Your goal -> Please put every line of the records below into a single numbered list, skipping blank lines and leaving out the pictures.

------------------------------------------------------------------------

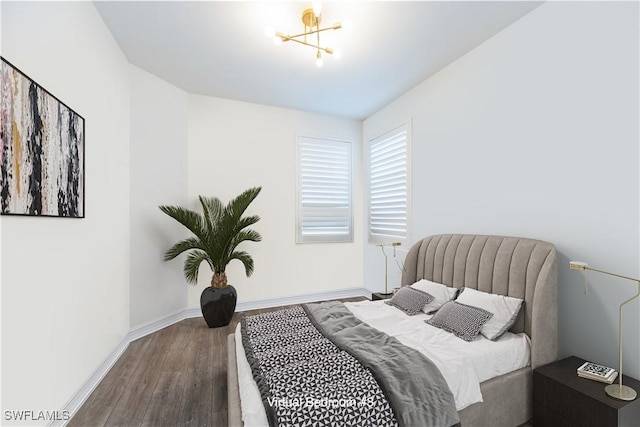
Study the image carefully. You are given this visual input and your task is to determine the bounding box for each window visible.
[296,136,353,243]
[368,123,411,243]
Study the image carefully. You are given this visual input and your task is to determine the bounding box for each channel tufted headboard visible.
[402,234,558,368]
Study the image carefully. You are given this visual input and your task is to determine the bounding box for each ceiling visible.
[94,1,541,119]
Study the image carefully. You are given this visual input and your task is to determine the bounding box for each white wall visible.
[130,66,188,327]
[1,2,129,424]
[188,95,363,307]
[363,2,640,378]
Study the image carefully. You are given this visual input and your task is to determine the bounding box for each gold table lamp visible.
[569,261,640,401]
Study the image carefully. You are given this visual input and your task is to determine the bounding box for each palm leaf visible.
[160,187,262,283]
[183,249,213,285]
[164,237,207,261]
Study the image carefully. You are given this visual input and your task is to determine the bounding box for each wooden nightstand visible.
[533,356,640,427]
[371,292,393,301]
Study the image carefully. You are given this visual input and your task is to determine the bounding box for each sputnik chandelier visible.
[266,1,348,67]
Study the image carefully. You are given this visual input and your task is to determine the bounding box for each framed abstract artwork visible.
[0,58,85,218]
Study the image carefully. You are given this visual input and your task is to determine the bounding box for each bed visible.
[227,234,558,427]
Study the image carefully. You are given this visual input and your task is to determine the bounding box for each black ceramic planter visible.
[200,285,238,328]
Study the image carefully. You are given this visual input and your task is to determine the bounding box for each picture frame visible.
[0,57,85,218]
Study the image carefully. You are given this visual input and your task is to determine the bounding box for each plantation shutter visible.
[369,124,409,243]
[296,136,353,243]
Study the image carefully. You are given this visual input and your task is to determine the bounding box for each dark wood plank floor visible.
[68,298,364,427]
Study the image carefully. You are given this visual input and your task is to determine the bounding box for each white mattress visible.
[235,301,530,426]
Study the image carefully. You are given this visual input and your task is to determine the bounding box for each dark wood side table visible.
[533,356,640,427]
[371,292,393,301]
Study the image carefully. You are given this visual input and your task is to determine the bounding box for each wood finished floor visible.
[67,298,364,427]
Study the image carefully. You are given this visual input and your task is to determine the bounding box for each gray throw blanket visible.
[241,302,459,427]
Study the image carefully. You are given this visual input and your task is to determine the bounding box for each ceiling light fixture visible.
[266,1,348,67]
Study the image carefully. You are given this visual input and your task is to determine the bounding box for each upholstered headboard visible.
[402,234,558,368]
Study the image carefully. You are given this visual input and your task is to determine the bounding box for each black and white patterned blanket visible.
[241,302,459,426]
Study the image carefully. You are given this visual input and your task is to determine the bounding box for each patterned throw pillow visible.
[425,301,493,341]
[385,286,433,316]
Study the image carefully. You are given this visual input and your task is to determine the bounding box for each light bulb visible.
[313,0,322,18]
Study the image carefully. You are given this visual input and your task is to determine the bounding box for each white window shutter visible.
[369,124,410,243]
[296,136,353,243]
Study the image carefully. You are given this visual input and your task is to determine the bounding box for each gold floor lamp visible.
[569,261,640,400]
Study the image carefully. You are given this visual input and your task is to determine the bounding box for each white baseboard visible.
[57,287,371,426]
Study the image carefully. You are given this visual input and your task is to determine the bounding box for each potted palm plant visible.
[160,187,262,328]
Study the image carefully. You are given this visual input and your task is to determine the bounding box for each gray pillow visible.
[425,301,493,341]
[385,286,433,316]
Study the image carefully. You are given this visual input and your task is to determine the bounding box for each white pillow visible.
[456,288,524,341]
[411,279,458,314]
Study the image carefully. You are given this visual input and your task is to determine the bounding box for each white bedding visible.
[235,301,530,426]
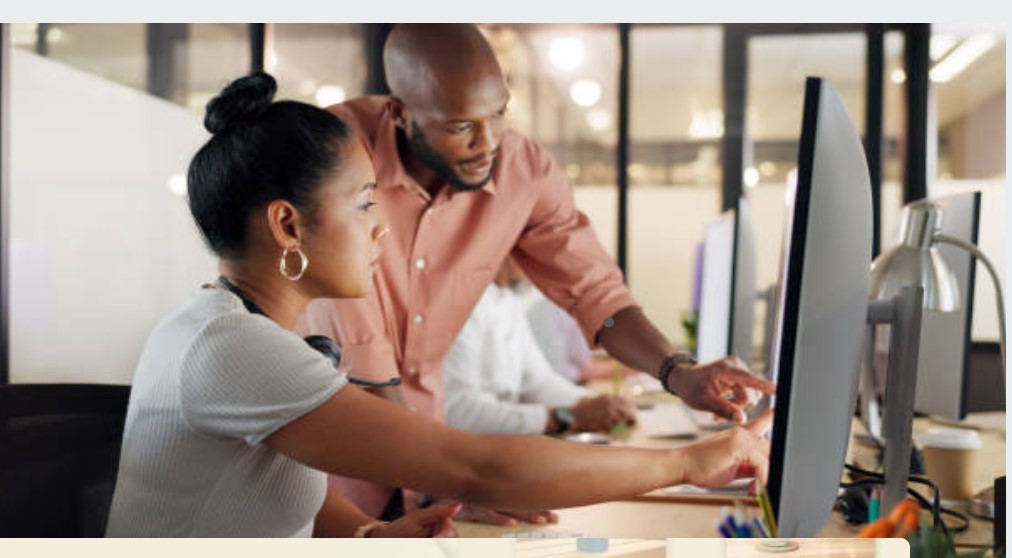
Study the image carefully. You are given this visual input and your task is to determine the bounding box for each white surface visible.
[696,211,735,363]
[10,49,217,383]
[917,427,984,450]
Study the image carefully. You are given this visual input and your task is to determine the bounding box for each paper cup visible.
[920,428,982,500]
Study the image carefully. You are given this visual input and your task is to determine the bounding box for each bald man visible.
[300,24,774,522]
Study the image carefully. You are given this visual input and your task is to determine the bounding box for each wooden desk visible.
[513,539,667,558]
[457,384,1005,547]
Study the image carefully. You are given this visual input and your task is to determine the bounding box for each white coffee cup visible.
[918,427,983,500]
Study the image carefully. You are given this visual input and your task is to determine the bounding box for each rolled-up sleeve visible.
[513,148,637,346]
[296,298,399,382]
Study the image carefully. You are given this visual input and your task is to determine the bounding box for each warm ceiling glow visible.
[929,34,959,62]
[549,36,584,71]
[930,33,998,83]
[689,108,724,140]
[587,108,611,132]
[169,174,186,197]
[745,167,759,188]
[570,79,601,106]
[46,27,67,44]
[316,85,347,106]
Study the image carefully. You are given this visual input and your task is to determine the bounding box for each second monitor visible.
[696,197,756,363]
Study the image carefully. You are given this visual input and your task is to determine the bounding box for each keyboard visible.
[636,401,731,440]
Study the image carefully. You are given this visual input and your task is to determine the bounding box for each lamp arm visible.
[932,234,1005,370]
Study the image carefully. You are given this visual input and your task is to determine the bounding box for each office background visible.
[0,23,1006,390]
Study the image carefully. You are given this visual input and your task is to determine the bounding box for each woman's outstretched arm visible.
[266,387,770,510]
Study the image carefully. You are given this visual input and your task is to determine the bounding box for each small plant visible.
[858,498,1005,558]
[682,310,699,354]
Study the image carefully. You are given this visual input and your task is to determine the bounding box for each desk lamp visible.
[871,200,1005,368]
[861,200,1005,508]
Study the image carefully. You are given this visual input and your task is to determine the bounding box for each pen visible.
[868,486,881,524]
[721,506,739,538]
[734,502,752,539]
[716,519,735,539]
[756,478,777,537]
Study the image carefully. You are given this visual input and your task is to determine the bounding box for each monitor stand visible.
[756,539,800,554]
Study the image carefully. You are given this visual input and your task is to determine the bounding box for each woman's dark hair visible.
[186,73,350,257]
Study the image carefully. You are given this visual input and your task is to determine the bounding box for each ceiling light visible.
[549,36,584,71]
[689,108,724,140]
[930,33,998,83]
[570,79,601,106]
[316,85,347,106]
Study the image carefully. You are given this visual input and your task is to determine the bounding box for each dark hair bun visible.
[203,72,277,134]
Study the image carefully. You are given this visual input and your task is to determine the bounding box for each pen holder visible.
[756,539,800,553]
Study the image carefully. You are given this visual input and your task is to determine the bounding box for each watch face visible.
[552,407,573,432]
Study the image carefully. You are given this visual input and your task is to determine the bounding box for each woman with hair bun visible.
[107,74,769,537]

------------------------------------------------------------------------

Solution to this exercise ->
1. Study the image carefully. You are given this visual input and your task is to determine the bounding box for each window visible.
2. [296,136,353,243]
3. [368,123,411,243]
4. Study the image carefully. You are given this visual input and your task is to determine the bounding box for each channel tufted headboard visible.
5. [402,234,558,368]
6. Study the image carefully. You are given this visual input and your task is to determine the bounding box for each ceiling visible.
7. [94,1,541,119]
8. Study the image carefully. You are given this visual input and your task is to determine the bounding box for each white wall visible.
9. [130,66,188,327]
10. [1,2,129,424]
11. [188,95,363,307]
12. [363,2,640,378]
13. Study the image carefully. You are given this visual input and your task is to determine the bounding box for each gold table lamp visible.
14. [569,261,640,401]
15. Study the image carefully. You are given this visual input and your task is to determine the bounding box for each palm leaf visible.
16. [160,187,262,283]
17. [183,249,213,285]
18. [164,237,207,261]
19. Study the image carefully. You are given this visual input and your task is to determine the bounding box for each wooden nightstand visible.
20. [533,356,640,427]
21. [371,292,393,301]
22. Study the image carefully. You are given this visual input and your task is to determine the bounding box for each sputnik chandelier visible.
23. [266,1,348,67]
24. Study the image carefully. You are given this visual input and your task is to determine the bounding box for each framed abstract artwork visible.
25. [0,58,85,218]
26. Study the image carefully. You are given this visual input and your task is to determine the bounding box for each bed visible.
27. [227,234,558,427]
28. Study the image carefully. You are given this visual input and your task is to determine the bounding box for each black ceramic planter visible.
29. [200,285,238,328]
30. Study the image carefully. You are given this visual input and your task is to determine the bounding box for each picture frame visible.
31. [0,57,85,218]
32. Study the image carefully. You are given this visual input and your task is to determine the bounding box for each plantation shutter visible.
33. [369,124,409,243]
34. [296,136,353,243]
35. Study the image carefully. You are given this visual input and your task is to determine the bounding box for each dark wood plank floor visible.
36. [68,298,364,427]
37. Study the image carefully. You are given this visual input and your task is to determine the bounding box for each white mattress visible.
38. [235,301,530,426]
39. Study the image carefully. You are given this visual input and your task is to determine the bounding box for each dark wood side table visible.
40. [533,356,640,427]
41. [371,292,393,301]
42. Study the image carefully. You are given this visual input and your task is to determine the bounding box for each wood finished floor visible.
43. [67,298,364,427]
44. Study the image carefully. You are given this visual input and your task is to determine the bounding box for each gray throw blanket visible.
45. [241,302,459,427]
46. Study the image carefully. You are given this visual input and your task is to determine the bounding box for each ceiling light fixture visible.
47. [266,1,348,67]
48. Study the image carefully. You are given this visual input and your task is to determine the bounding box for each upholstered headboard visible.
49. [402,234,558,368]
50. Study the image carefully. You are given this visual input and your task is to determine the bounding box for each black and white patterned blanket visible.
51. [241,302,459,426]
52. Study the image carefully. You are given this visual input and your task is to determine the bounding box for each patterned throw pillow visible.
53. [425,301,493,341]
54. [385,286,433,316]
55. Study the image carefully. You are given this visual input and your task is to determine the bounding box for each light bulb visible.
56. [313,0,322,18]
57. Study the image carefully. You are given this visual input and your task is to determine the bounding box for each white window shutter visible.
58. [369,124,410,243]
59. [296,136,353,243]
60. Study the image carefully. You are given this visual input and your task is to determine the bounding box for each gold floor lamp visible.
61. [569,261,640,400]
62. Study the image carefully. You are given this visual input and your task is to determine the bounding box for each white baseboard visible.
63. [57,287,371,426]
64. Study the image carefully. You are given this visual input and your task is to determine the bounding box for each potted palm plant visible.
65. [160,187,262,328]
66. Study the image carefully. You are given this visual input and your task is to determine the bounding box for each gray pillow visible.
67. [425,301,493,341]
68. [385,286,433,316]
69. Study the image carefully. You are given this visual input and your task is to determine the bounding box for each white pillow visible.
70. [456,288,524,341]
71. [411,279,458,314]
72. Study the image carefully. You are given this visual input and your task is to determine the bounding box for each white bedding visible.
73. [235,301,530,426]
74. Study the image carefully. You are given this visual input and your task is to determine the bounding box for each white surface visible.
75. [696,211,735,363]
76. [10,49,217,383]
77. [917,427,984,450]
78. Study the image carefully. You are given this visual input and your task is to determine the bounding box for each paper cup visible.
79. [920,428,982,500]
80. Study the image carefully. You are given this visual input and your task is to determine the bounding box for each bald man visible.
81. [300,24,774,522]
82. Study the image carefully. You are given this visual input and your task is to determine the bounding box for each wooden desk visible.
83. [513,539,667,558]
84. [457,384,1005,547]
85. Study the image carefully. You are given this visual input and your task is to determine the bounding box for each white coffee cup visible.
86. [918,427,983,500]
87. Study the image carefully. You are given this visual input and your task is to determine the bounding box for each rolled-up sleeve visible.
88. [513,148,637,346]
89. [296,298,399,382]
90. Study the image carefully. You are given this visual input and your task is to determine the bounding box for each warm ceiling glow visible.
91. [929,34,959,62]
92. [549,36,584,71]
93. [930,33,998,83]
94. [689,108,724,140]
95. [587,108,611,132]
96. [169,174,186,197]
97. [745,167,759,188]
98. [570,79,601,106]
99. [46,27,67,44]
100. [316,85,347,106]
101. Study the image carefully. You are given this visual input and your task is to determine the bounding box for each second monitor visible.
102. [696,197,756,363]
103. Study the image carefully. You are given this visual input and your task is to determine the bounding box for each keyboard visible.
104. [636,401,731,440]
105. Study the image carefully. You are given this visual input and your task is to determine the bounding box for each lamp arm visible.
106. [932,234,1005,370]
107. Study the image carefully. You are given this visual input and your task is to determine the bounding box for each office background visible.
108. [0,23,1006,390]
109. Study the image carefully. You are given this visual input and your task is to determine the bounding box for each woman's outstretched arm visible.
110. [266,387,770,510]
111. Study the image carefully. You are given this visual input and your task is to determine the bounding box for each small plant visible.
112. [858,498,1005,558]
113. [682,310,699,354]
114. Study the image carefully. You are given this visual input and your task is to determine the bounding box for each desk lamp visible.
115. [871,200,1005,368]
116. [861,200,1005,508]
117. Study the image carefully. You are given this visual input and your task is to determine the bounding box for each pen visible.
118. [868,486,881,524]
119. [721,506,739,538]
120. [734,502,752,539]
121. [716,519,735,539]
122. [756,478,777,537]
123. Study the image carefully. You are given this visual input and your task is to determine the bounding box for each monitor stand visible.
124. [756,539,800,554]
125. Study the image carefully. You are given this visual input and your task is to determine the bounding box for each woman's dark hair visible.
126. [186,73,350,257]
127. Study the image carefully. You are given this visual input and your task is to determine the bounding box for each ceiling light visible.
128. [549,36,584,71]
129. [689,108,724,140]
130. [930,33,998,83]
131. [570,79,601,106]
132. [316,85,347,106]
133. Study the image carefully. You are given this visual input and your task is to determine the bounding box for each dark hair bun visible.
134. [203,72,277,134]
135. Study the image carefully. You are given this visual input and your task is to determine the bounding box for each pen holder visible.
136. [756,539,800,553]
137. Study the image carefully. You are given this visual input and your task is to determine the bounding box for each watch face visible.
138. [552,407,573,432]
139. Study the image carefully. You are given this visual input and your task is to determine the bounding box for each woman with hair bun visible.
140. [107,74,769,537]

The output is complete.